### TASK BRIEF
Report each line below that contains the string "passenger", copying every such line in full. Case counts.

### INPUT RECORDS

________________

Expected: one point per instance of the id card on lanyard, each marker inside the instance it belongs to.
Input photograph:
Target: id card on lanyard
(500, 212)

________________

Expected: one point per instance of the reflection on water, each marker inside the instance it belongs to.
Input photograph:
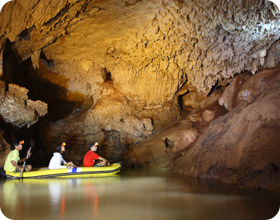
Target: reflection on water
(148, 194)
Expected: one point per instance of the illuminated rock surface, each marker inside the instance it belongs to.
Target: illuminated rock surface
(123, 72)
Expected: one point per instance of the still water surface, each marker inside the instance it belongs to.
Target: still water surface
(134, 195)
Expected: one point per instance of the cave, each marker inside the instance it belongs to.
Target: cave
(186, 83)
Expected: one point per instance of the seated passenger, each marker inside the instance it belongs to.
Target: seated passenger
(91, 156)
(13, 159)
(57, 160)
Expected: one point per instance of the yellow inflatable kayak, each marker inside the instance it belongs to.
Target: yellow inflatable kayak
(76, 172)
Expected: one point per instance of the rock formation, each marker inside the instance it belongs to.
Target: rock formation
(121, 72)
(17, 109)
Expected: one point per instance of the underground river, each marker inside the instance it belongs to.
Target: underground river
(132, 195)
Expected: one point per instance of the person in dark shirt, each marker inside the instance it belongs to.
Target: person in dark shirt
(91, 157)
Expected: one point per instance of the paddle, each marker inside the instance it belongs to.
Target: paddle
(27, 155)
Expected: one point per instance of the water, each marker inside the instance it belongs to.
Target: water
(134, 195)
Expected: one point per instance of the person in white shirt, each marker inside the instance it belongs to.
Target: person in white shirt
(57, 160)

________________

### FULL ANSWER
Expected: one point per instance of the seated passenger, each marker inside the instance it belongs to.
Target: seated passenger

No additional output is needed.